Extracted records section start
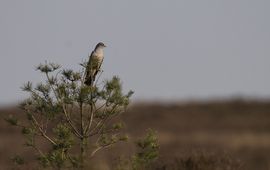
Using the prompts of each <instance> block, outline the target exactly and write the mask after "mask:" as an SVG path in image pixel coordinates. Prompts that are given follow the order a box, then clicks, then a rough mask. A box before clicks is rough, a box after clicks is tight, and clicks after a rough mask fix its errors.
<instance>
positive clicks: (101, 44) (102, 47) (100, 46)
mask: <svg viewBox="0 0 270 170" xmlns="http://www.w3.org/2000/svg"><path fill="white" fill-rule="evenodd" d="M104 47H106V45H105V44H104V43H102V42H100V43H98V44H97V45H96V48H95V50H96V49H98V48H104Z"/></svg>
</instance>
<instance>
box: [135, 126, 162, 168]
mask: <svg viewBox="0 0 270 170" xmlns="http://www.w3.org/2000/svg"><path fill="white" fill-rule="evenodd" d="M137 148H138V150H139V151H138V152H137V153H136V155H135V156H134V157H133V160H132V168H133V170H139V169H143V168H145V167H147V166H148V165H149V164H150V163H151V162H152V161H154V160H155V159H157V158H158V149H159V145H158V139H157V135H156V132H154V131H153V130H151V129H150V130H148V132H147V135H146V136H145V138H143V139H141V140H139V141H138V142H137Z"/></svg>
Extracted records section end
#### Activity
Reproduce all of the material above, replacing every occurrence of "clicks" with "points" and leaving everything else unchanged. Omit the pictures from your answer.

#### The completed task
Using the prompts of each <instance> block, outline the target exactly and write the mask after "mask:" as an SVG path in image pixel coordinates. Prompts that are given follow the order a box, then points, then a rough mask. A box before points is rough, a box after points is tight, and points after a rough mask fix its errors.
<instance>
positive points: (101, 44) (102, 47) (100, 46)
mask: <svg viewBox="0 0 270 170" xmlns="http://www.w3.org/2000/svg"><path fill="white" fill-rule="evenodd" d="M104 47H106V45H105V44H104V43H102V42H100V43H98V44H97V45H96V48H95V50H96V49H98V48H104Z"/></svg>
</instance>
<instance>
box: [135, 126, 162, 168]
mask: <svg viewBox="0 0 270 170" xmlns="http://www.w3.org/2000/svg"><path fill="white" fill-rule="evenodd" d="M137 148H138V150H139V151H138V152H137V153H136V155H135V156H134V157H133V160H132V168H133V170H139V169H143V168H145V167H147V166H148V165H149V164H150V163H151V162H152V161H154V160H155V159H157V158H158V149H159V145H158V139H157V135H156V132H154V131H153V130H151V129H150V130H148V132H147V135H146V136H145V138H143V139H141V140H139V141H138V142H137Z"/></svg>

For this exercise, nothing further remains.